▶ [Provided material]:
● ● ● ● ●
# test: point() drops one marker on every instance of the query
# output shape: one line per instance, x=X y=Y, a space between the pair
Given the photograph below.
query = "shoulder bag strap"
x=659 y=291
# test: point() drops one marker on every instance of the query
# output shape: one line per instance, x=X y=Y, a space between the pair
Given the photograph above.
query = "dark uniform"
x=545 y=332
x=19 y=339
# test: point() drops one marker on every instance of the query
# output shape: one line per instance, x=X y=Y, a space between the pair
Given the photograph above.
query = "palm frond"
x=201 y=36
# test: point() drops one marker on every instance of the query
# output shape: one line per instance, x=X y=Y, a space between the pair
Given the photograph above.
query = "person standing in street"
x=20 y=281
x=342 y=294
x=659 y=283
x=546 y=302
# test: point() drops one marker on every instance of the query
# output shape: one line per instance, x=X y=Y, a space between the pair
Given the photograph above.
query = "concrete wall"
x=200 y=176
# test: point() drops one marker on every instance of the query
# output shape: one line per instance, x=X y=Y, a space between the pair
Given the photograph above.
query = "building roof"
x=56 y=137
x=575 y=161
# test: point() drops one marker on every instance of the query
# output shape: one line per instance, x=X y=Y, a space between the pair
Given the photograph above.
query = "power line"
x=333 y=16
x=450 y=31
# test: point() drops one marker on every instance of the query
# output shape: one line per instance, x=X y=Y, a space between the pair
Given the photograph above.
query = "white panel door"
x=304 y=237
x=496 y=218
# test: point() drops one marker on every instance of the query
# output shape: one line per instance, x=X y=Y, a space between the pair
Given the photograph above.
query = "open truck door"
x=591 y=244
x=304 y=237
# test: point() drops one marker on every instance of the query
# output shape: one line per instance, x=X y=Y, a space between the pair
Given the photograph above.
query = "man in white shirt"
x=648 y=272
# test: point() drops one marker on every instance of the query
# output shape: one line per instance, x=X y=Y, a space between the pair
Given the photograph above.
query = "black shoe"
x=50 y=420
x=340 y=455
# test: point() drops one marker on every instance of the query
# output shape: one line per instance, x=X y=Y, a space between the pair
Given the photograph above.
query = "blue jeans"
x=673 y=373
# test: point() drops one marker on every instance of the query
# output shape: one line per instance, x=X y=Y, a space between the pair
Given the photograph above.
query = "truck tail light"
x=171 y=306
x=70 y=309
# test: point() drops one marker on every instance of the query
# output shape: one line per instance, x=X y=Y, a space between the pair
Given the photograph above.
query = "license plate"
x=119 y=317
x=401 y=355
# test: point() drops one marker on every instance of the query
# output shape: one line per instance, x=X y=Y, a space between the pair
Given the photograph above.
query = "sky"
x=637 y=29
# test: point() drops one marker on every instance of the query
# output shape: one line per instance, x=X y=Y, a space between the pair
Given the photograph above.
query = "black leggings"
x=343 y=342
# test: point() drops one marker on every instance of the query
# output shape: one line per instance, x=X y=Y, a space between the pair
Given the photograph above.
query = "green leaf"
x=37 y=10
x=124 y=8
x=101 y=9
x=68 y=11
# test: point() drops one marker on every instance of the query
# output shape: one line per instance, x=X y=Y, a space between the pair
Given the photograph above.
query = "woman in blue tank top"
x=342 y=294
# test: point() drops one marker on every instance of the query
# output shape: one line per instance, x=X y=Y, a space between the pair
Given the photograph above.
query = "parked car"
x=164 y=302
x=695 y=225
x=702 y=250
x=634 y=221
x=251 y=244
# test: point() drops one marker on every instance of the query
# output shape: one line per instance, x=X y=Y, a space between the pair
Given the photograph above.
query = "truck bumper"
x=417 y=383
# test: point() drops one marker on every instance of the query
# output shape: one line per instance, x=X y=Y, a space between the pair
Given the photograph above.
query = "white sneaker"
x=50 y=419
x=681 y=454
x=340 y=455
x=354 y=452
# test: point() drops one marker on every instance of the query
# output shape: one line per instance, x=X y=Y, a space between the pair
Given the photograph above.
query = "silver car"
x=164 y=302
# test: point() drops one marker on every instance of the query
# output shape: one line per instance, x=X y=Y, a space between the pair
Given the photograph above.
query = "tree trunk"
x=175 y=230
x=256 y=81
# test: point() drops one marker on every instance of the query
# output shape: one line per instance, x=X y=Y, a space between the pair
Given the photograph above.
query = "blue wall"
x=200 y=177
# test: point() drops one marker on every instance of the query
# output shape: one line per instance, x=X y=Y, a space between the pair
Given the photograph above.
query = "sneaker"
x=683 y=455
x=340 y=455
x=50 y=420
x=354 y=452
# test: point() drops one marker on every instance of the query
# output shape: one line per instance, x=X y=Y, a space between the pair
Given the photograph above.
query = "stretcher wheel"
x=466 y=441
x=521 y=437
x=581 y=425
● ● ● ● ●
▶ [Task goal]: Please output every record, keeping each line exact.

▶ [The reply]:
# test: point() drops one marker on every instance of the query
# output shape: one line per instance, x=X y=Y, a space between the pair
Given the photograph below.
query = "shoulder bag strap"
x=659 y=291
# test: point() drops one marker on every instance of the query
# output shape: one line per instance, x=X y=Y, a space between the pair
Given the photograph above.
query = "dark uniform"
x=545 y=332
x=19 y=339
# test: point() drops one marker on every instance of the query
# output shape: one line per instance, x=X y=Y, a space between the pair
Given the photograph above.
query = "palm frond"
x=201 y=36
# test: point() drops one marker on every instance of the query
# output shape: one line per instance, x=X y=Y, a space between the pair
Given the photograph above.
query = "person standing in street"
x=20 y=281
x=342 y=294
x=659 y=283
x=546 y=302
# test: point() drops one marker on every instance of the query
# output shape: one line per instance, x=X y=Y, a space between the pair
Given the photograph above.
query = "concrete wall"
x=200 y=176
# test: point() drops one marker on every instance of the query
# output shape: one line per instance, x=X y=Y, a space between the pair
Given the photograph above.
query = "building roof"
x=56 y=137
x=575 y=161
# test: point() drops one marker on every instance of the query
# output shape: one line per instance, x=X y=Y, a space between the pair
Given the photograph above.
query = "power line"
x=333 y=16
x=450 y=31
# test: point() drops one marker on every instance of the query
# output shape: one line per instance, x=X y=Y, a space between the pair
Given the photograph above.
query = "white panel door"
x=304 y=237
x=496 y=218
# test: point() drops one marker on every instance of the query
# output shape: one line per instance, x=X y=Y, a space between the pair
Given the photograph above.
query = "open truck door"
x=591 y=244
x=304 y=237
# test: point() drops one marker on every instance of the query
# output shape: one line per instance, x=X y=Y, a space between the pair
Given the photograph above.
query = "man in white shirt"
x=648 y=272
# test: point() drops one marker on every instance of the query
# output shape: one line per instance, x=X y=Y, a space between the pair
Given the photograph above.
query = "black shoe"
x=50 y=420
x=340 y=455
# test: point() drops one marker on every instance of the query
# output shape: one line per instance, x=X y=Y, a space between the pair
Given the photograph above.
query = "blue jeans"
x=673 y=373
# test: point() drops one marker on every instance of the query
# output shape: one line per instance, x=X y=Y, a space between the pair
Given the photograph above.
query = "truck tail light"
x=171 y=306
x=70 y=309
# test: point() drops one marker on every instance of the query
# output shape: one line per instance, x=X y=Y, a space between the pair
Given the photograph above.
query = "license plate"
x=119 y=317
x=401 y=355
# test: point() drops one marker on every instance of the query
# output shape: one line per instance, x=X y=Y, a space between the pair
Given the photograph above.
query = "sky"
x=637 y=29
# test: point() drops one marker on every instance of the query
# output shape: one line per instance, x=X y=Y, a space between the pair
Given the photograph above.
query = "black leggings"
x=343 y=342
# test: point() drops one marker on every instance of the query
# output shape: one line per instance, x=X y=Y, a space between the pair
Given the photograph above.
query = "green leaf"
x=37 y=10
x=124 y=8
x=101 y=9
x=68 y=11
# test: point() drops one marker on every instance of the query
# output shape: one line per instance, x=X y=Y, a space between the pair
Given the photograph above.
query = "woman in blue tank top"
x=342 y=294
# test: point() drops one marker on every instance of the query
# output shape: one line per instance, x=X y=Y, a space between the pair
Given the photograph above.
query = "parked car"
x=164 y=302
x=695 y=225
x=702 y=250
x=634 y=221
x=251 y=244
# test: point() drops one marker on every instance of the query
# output shape: one line per instance, x=X y=Y, a space between the pair
Given the photograph above.
query = "truck bumper"
x=417 y=383
# test: point() drops one marker on every instance of the query
# output shape: one line per instance, x=X y=Y, a space between the pair
Given the photograph above.
query = "white sneaker"
x=50 y=419
x=681 y=454
x=340 y=455
x=354 y=452
# test: point() drops one marker on every instance of the query
# output shape: one line per instance, x=X y=Y, a space between the pair
Given the photograph above.
query = "silver car"
x=164 y=302
# test: point() drops one marker on every instance of the query
# output shape: one line per instance, x=X y=Y, a space between the pair
Given the photograph above.
query = "tree trunk"
x=175 y=230
x=256 y=81
# test: point() drops one marker on every instance of the query
# output shape: one line per instance, x=X y=Y, a space between the pair
Given the photograph above.
query = "blue wall"
x=200 y=177
# test: point() drops one marker on every instance of the query
# output shape: one line per instance, x=X y=Y, a space between the pair
Given the photograph above.
query = "sneaker"
x=683 y=455
x=340 y=455
x=50 y=420
x=354 y=452
# test: point() drops one marker on every instance of the query
# output shape: one line per instance, x=X y=Y, a space between the pair
Given the photograph above.
query = "stretcher wheel"
x=466 y=441
x=521 y=437
x=581 y=425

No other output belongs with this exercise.